Tekst do czytania —
>>>>

A dlaczego mi nikt nie powiedział, że Powell to taki dobry kompozytor??? Ostatnio doceniłem go, dzięki obejrzeniu świetnego filmu: "The Bourne Identity", do którego John napisał baaardzo ciekawą i intrygującą muzykę. Słuchając wcześniej Zimmera lub Rabina pomijałem wielu innych zdolnych rzemieślników takich jak choćby John Powell czy Harry Gregson-Williams...(przypomne, że do tego przyczyniły się też komentarze naszych kolegów :D) I teraz żałuję, bo widzę że Ci dwaj (i pewnie nie tylko...) mają jednak wielki potencjał. Spodobała mi się zwłaszcza minimalistyczna technika wykorzystywana przez Powella, który nie używa zbyt wielu środków by stworzyć coś tak dobrego i w pewnych momentach potężnego. Świetne smyczki będące jakby "instrumentem przewodnim" score`a do "Paycheck" strasznie przypadły mi do gustu, a w połączeniu z perkusją sekcją dętą i elementami elektronicznymi stworzyły coś niezwłykłego, coś oryginalnego, a przynajmniej dla mnie. Bo w tym momencie jestem w fazie eksperymentalnej, chwilowo odpoczywając od Zimmera, który zmęczył mnie ostatnim, średnio udanym "Królem Arturem". Jednym słowem, odkrywam "nowe" talenty :]. A wracając do muzyki z nowego filmu Woo, John Powell miło mnie zaskoczył! Świetne utwory "Hog Chase Part 1", "20 Items" lub "Wolfe Pack" są dowodem na doskonałość tego soundtracka. Teraz, gdy już słuchałem dwóch interesujących albumów Powella ("The Bourne Identity" i "Paycheck") czas na następny, podobno dobry jak poleca pan Rafalski :), "Italian Job". Mam jedno pytanie: na PS2 jest pewna platformówka (swoją drogą bardzo fajna gra :P), a muzyka do niej (też genialna) jest zabójczo podobna do stylu Powella, a zwłaszcza do jego ścieżki z filmu Johna Woo. Czy to aby czasem nie on skomponował tą muzykę? Czy ktoś wie?

<<<<

Zadanie 1 — Co według tekstu o muzyce Johna Powella jest „instrumentem przewodnim” ścieżki do „Paycheck”?
Zadanie 2 — Dopisz dalszy ciąg tekstu o muzyce Johna Powella.

Dostarczony materiał —
>>>>

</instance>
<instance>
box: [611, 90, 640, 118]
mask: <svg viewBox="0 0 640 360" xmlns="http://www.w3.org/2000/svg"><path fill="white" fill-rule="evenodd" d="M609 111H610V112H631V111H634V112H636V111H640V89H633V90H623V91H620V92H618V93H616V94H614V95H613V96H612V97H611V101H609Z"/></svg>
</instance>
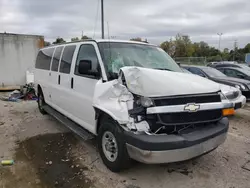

<<<<

Odpowiedź do zadania 1 — Smyczki.

Odpowiedź do zadania 2 —
JazzO:

Moja ocena:

Bardzo dobry, sprawny i dynamiczny score. Świetne połącznie elektroniki z orkiestrą. W niektórych momentach słychać podobieństwo do "Matrixa Reloaded", w szczególności wówczas, gdy trąbki i puzony mają swoje wstawki. Czasami tematy akcji brzmią trochę za sucho..ale to już kwestia gustu. Niezłe, niezłe...nie powiem :-)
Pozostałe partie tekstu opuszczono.